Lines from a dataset

========================

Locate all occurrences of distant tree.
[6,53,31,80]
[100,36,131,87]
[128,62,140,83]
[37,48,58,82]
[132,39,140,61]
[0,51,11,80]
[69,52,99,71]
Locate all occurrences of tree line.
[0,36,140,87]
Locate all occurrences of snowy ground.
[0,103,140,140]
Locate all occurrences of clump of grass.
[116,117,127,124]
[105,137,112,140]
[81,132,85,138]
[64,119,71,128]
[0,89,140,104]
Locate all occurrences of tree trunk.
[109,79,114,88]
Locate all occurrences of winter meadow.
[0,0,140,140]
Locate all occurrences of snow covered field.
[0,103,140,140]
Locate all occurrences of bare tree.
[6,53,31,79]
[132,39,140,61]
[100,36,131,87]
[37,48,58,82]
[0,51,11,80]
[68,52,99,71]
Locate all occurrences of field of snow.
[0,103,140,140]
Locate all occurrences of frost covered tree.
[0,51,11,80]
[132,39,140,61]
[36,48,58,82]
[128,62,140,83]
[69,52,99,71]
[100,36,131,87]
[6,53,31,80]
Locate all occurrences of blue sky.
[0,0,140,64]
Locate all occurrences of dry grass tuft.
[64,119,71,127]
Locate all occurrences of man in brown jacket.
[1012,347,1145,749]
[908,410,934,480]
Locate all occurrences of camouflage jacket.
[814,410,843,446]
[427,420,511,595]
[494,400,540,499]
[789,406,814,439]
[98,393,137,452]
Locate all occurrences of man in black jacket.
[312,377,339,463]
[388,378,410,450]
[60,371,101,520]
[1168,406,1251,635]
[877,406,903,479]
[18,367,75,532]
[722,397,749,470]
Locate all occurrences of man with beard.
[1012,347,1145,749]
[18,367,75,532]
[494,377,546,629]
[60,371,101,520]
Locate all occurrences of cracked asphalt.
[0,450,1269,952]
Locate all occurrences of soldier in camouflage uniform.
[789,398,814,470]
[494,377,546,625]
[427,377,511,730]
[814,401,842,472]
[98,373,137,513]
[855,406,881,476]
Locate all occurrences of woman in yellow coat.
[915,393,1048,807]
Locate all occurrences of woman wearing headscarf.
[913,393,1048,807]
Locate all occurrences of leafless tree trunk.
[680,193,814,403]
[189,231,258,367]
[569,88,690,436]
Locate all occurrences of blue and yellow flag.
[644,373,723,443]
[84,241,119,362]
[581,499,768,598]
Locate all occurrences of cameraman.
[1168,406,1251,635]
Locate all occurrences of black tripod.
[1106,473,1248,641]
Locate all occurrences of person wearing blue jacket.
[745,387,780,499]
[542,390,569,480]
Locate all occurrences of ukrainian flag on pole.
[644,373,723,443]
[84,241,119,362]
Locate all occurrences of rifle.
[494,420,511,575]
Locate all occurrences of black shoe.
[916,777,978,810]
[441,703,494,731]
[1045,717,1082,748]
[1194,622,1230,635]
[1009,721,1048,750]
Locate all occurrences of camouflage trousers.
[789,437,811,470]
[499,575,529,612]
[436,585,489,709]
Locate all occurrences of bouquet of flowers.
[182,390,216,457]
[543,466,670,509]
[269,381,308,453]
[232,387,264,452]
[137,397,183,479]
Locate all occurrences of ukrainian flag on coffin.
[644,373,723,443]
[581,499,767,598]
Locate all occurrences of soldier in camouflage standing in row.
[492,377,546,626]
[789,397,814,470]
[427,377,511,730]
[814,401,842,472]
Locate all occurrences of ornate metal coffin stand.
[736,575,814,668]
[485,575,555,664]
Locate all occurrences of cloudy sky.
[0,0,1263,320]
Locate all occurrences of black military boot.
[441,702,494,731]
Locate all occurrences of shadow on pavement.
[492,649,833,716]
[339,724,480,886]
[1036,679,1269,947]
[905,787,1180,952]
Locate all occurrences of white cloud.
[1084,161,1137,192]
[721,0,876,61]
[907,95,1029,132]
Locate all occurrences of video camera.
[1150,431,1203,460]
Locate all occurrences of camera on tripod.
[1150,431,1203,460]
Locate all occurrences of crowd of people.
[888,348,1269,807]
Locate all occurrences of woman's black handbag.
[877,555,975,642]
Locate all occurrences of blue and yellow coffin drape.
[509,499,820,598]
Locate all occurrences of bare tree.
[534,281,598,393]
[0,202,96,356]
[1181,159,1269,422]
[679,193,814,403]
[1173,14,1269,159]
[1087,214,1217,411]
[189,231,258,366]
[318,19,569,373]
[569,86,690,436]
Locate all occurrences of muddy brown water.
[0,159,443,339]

========================

● **THE REQUEST**:
Copy out the lines from the one containing "Locate all occurrences of video camera." through the last line, including both.

● **WRITTEN ANSWER**:
Locate all occurrences of video camera.
[1150,431,1203,460]
Locate all occurrences of camera on tripod.
[1150,431,1203,460]
Locate all occurrences of crowd of people.
[888,348,1269,807]
Locate all occurrences of woman's black handbag.
[877,555,975,642]
Locate all occurrences of blue and yellow coffin drape.
[509,499,820,598]
Locate all occurrences of bare tree.
[534,281,598,393]
[0,202,96,356]
[1181,159,1269,422]
[679,193,814,403]
[1173,14,1269,159]
[1087,214,1217,411]
[189,231,258,366]
[318,19,569,373]
[569,86,690,436]
Locate all occurrences of muddy brown water.
[0,159,443,339]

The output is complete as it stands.